(Activity) Examine the records and identify each line that includes the string "leggings". Copy those lines.

============================================================

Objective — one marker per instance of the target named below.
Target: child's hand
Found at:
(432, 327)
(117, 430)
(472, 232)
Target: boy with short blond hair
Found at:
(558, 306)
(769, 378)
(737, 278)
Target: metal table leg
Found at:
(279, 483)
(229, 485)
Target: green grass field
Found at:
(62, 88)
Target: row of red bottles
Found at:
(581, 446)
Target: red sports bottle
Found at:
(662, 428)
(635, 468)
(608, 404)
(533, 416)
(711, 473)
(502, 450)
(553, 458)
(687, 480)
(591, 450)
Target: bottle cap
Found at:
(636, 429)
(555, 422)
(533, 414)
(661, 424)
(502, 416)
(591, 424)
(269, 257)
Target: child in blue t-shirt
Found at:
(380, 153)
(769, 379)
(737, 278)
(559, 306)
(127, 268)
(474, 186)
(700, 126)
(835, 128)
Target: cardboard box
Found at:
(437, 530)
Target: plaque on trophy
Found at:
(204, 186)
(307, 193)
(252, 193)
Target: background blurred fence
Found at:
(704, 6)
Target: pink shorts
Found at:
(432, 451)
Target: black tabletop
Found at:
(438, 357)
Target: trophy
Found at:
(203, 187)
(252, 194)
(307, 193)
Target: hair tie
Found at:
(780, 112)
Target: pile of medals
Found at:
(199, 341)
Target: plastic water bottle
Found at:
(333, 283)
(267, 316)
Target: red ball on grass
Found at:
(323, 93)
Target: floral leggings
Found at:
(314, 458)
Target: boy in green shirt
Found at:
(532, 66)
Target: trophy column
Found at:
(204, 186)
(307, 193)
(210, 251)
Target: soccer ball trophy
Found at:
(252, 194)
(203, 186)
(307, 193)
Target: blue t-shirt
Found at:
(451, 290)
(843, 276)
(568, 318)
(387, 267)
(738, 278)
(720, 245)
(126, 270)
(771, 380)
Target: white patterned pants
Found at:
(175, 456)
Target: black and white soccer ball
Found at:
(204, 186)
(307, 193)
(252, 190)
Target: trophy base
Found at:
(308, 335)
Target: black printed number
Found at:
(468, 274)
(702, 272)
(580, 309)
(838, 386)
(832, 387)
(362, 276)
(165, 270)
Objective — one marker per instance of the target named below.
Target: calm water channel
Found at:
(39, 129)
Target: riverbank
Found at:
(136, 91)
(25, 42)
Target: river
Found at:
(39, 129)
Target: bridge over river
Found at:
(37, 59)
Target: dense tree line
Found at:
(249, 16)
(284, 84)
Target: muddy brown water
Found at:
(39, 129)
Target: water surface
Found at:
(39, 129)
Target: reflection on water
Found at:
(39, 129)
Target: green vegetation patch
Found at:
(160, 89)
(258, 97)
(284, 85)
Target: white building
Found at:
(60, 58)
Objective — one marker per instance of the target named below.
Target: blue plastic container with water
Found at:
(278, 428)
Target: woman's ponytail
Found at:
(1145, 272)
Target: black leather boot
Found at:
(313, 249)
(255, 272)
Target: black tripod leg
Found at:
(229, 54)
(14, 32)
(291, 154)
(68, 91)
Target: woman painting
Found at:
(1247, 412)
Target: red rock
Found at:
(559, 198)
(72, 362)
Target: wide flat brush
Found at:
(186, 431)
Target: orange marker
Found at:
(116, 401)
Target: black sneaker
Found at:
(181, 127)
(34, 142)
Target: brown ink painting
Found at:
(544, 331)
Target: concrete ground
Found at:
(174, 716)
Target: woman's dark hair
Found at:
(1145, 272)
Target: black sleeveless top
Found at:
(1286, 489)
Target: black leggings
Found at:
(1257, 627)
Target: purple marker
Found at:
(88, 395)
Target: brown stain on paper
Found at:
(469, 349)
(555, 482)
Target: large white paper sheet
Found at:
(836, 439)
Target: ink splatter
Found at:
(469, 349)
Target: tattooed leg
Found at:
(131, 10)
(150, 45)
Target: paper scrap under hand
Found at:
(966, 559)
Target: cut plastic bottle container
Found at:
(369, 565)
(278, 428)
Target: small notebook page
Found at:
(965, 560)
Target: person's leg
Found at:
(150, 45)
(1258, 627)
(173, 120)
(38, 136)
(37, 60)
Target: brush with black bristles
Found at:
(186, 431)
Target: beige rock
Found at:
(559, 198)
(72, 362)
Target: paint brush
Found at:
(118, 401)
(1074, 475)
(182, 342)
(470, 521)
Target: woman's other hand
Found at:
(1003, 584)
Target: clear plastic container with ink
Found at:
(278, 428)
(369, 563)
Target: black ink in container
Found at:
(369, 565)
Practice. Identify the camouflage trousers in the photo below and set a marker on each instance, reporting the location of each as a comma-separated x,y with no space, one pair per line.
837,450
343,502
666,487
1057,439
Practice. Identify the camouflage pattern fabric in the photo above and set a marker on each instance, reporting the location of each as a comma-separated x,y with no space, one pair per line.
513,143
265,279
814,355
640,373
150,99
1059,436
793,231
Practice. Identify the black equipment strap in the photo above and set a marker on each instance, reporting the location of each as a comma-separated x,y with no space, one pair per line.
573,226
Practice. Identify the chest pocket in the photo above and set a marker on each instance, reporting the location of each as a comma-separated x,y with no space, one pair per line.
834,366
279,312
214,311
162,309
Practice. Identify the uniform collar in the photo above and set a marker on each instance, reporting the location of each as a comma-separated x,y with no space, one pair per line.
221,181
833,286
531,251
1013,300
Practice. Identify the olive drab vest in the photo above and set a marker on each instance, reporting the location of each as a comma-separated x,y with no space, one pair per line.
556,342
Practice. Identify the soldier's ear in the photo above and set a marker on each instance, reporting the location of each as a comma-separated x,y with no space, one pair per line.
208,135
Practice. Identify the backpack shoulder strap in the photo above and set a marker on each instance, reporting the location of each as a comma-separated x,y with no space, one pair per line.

============================================================

(The completed task)
Target: floral leggings
Target: black leggings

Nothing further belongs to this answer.